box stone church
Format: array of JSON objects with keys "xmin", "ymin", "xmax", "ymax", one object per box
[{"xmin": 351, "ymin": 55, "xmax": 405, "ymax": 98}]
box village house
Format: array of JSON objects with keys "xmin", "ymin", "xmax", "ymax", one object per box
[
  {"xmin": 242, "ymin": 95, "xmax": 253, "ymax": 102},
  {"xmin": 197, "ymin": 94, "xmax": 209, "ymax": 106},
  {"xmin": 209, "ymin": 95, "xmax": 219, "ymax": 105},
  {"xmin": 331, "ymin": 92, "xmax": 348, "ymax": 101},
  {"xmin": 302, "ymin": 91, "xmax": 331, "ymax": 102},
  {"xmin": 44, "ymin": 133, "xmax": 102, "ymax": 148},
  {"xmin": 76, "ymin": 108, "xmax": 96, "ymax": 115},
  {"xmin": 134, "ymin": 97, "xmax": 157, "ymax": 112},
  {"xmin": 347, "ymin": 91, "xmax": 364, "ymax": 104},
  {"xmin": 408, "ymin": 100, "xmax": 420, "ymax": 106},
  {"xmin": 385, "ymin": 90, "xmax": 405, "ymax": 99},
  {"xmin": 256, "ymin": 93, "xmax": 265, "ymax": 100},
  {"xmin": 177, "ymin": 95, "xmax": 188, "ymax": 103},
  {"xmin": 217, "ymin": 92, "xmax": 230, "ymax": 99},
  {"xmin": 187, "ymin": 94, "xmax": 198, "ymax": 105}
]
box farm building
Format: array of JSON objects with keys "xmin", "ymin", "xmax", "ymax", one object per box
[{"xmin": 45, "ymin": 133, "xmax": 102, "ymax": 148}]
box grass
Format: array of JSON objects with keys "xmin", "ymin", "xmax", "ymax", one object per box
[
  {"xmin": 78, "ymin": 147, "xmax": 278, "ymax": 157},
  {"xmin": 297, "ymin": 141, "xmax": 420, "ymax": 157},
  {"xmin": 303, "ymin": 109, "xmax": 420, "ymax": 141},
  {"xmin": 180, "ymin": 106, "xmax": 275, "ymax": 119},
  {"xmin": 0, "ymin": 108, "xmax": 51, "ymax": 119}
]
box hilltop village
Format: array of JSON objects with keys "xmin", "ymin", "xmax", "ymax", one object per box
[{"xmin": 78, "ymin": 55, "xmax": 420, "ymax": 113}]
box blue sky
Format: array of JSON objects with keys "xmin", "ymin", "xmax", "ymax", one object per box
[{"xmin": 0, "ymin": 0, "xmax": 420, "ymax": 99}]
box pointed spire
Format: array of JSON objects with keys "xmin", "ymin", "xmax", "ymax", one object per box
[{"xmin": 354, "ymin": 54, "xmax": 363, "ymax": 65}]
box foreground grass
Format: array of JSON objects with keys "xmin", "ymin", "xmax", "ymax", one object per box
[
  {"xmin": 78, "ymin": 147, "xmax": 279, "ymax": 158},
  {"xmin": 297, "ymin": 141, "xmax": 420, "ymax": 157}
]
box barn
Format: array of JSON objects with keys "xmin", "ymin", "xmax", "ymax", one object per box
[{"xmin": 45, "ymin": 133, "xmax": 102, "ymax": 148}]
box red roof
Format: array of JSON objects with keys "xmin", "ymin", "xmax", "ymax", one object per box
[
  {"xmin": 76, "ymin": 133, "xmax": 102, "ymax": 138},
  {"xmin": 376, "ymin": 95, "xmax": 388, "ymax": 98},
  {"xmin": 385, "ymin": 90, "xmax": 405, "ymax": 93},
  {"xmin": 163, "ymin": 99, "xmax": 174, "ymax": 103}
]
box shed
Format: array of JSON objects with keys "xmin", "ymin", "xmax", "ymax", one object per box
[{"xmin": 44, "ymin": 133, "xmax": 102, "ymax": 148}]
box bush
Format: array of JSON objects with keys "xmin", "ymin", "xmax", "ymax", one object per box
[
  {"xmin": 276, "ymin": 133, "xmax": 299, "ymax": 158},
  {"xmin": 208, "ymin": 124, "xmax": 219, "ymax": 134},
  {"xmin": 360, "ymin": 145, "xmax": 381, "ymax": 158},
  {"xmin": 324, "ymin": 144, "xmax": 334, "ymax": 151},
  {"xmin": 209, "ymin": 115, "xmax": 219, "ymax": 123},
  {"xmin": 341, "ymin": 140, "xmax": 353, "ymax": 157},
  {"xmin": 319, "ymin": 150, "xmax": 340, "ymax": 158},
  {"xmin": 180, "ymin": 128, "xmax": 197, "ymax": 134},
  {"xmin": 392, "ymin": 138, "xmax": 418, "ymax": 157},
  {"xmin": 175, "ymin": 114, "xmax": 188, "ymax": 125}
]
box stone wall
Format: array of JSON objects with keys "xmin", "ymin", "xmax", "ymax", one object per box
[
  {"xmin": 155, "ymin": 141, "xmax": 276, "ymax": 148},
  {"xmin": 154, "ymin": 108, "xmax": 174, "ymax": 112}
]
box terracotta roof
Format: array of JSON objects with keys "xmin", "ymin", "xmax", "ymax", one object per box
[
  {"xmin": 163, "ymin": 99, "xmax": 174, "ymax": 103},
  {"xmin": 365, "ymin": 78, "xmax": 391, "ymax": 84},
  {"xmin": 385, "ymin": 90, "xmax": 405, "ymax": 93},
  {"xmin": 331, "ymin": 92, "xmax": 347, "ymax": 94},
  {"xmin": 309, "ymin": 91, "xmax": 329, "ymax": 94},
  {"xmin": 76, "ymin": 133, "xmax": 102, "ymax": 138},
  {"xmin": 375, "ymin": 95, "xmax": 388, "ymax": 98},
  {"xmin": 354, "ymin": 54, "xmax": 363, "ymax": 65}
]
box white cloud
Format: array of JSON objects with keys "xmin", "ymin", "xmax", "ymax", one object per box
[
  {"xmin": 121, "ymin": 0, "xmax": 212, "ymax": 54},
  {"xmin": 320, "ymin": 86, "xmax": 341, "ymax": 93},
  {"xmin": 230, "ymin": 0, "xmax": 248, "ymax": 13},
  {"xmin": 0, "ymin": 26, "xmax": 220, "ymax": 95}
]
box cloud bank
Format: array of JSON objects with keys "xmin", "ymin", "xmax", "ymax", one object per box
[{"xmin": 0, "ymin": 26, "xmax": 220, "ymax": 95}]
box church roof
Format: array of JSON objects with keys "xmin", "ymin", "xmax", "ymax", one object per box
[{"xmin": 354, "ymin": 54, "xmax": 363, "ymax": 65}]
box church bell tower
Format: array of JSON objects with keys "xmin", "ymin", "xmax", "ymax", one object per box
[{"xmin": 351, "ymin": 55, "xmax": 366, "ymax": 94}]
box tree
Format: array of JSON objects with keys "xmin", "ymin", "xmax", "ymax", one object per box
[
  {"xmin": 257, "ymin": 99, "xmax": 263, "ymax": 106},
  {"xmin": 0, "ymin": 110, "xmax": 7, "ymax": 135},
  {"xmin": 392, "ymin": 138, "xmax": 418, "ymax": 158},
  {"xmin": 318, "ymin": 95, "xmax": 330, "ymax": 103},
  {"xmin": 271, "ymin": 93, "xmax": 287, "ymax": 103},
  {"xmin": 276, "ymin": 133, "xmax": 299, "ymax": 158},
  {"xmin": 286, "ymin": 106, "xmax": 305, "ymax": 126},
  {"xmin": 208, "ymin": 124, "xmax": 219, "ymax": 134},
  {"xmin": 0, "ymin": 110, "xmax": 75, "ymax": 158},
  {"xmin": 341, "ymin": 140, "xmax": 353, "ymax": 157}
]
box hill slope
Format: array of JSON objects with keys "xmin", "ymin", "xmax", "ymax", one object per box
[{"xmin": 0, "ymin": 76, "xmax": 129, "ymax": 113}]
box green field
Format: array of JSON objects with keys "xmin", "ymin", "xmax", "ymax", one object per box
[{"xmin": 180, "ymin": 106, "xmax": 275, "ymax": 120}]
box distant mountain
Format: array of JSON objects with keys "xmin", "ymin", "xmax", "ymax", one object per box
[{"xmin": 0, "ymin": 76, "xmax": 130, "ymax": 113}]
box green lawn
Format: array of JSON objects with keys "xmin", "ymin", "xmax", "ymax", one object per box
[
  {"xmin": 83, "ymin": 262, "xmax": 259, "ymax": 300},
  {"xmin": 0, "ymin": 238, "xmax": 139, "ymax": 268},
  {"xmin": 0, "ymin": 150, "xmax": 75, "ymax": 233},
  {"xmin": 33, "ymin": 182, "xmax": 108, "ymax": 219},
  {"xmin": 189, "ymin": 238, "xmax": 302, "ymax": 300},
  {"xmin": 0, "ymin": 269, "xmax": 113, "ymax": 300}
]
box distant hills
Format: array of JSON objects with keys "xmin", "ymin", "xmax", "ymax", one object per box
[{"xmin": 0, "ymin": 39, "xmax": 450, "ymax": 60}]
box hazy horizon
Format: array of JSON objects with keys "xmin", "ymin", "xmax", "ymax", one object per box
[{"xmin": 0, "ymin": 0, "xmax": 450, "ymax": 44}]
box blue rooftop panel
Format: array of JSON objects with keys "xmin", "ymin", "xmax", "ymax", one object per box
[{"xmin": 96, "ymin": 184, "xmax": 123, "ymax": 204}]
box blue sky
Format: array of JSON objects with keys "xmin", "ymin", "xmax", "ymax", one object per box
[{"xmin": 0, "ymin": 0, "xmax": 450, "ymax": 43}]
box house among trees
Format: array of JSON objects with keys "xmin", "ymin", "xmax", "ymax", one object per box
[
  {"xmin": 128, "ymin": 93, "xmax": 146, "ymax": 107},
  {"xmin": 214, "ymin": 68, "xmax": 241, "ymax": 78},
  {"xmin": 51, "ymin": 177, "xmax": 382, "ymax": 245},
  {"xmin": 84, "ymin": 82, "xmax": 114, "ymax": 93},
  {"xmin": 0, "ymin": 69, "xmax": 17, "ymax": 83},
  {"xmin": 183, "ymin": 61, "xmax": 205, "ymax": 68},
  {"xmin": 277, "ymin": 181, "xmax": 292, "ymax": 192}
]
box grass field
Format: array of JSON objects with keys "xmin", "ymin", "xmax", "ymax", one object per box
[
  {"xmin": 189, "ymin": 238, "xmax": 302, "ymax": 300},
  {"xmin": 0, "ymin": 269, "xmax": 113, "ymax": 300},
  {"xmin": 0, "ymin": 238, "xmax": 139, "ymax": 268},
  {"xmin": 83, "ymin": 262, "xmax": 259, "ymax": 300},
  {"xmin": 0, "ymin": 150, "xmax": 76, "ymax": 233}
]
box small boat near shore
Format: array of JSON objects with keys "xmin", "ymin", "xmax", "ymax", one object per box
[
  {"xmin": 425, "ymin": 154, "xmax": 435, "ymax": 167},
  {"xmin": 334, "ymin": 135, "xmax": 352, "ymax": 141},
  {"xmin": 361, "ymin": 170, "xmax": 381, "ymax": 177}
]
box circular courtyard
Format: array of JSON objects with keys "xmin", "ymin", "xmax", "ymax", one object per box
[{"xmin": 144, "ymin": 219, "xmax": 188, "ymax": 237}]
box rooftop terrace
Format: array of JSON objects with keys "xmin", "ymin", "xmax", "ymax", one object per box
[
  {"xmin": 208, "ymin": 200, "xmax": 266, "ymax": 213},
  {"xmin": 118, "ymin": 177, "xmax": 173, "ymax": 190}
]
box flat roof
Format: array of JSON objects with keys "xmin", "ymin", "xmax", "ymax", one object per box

☆ ☆ ☆ ☆

→ **YOUR OBJECTIVE**
Starting with the line that contains "box small boat near shore", print each line through the last one in the listing. Include both end lines and add nothing.

→ **EXERCISE RESPONSE**
box small boat near shore
Format: array of JSON objects with keys "xmin", "ymin", "xmax", "ymax", one object per box
[
  {"xmin": 425, "ymin": 154, "xmax": 435, "ymax": 167},
  {"xmin": 334, "ymin": 135, "xmax": 352, "ymax": 141},
  {"xmin": 361, "ymin": 170, "xmax": 381, "ymax": 177}
]
box circular courtyard
Format: array of JSON objects with keys "xmin", "ymin", "xmax", "ymax", one object per box
[{"xmin": 144, "ymin": 219, "xmax": 188, "ymax": 237}]
box rooftop terrace
Format: array of JSON objects with keys "xmin", "ymin", "xmax", "ymax", one object per box
[
  {"xmin": 208, "ymin": 200, "xmax": 266, "ymax": 213},
  {"xmin": 118, "ymin": 177, "xmax": 173, "ymax": 190}
]
box flat roof
Format: array of JSON objects with keys "xmin", "ymin", "xmax", "ymax", one object per box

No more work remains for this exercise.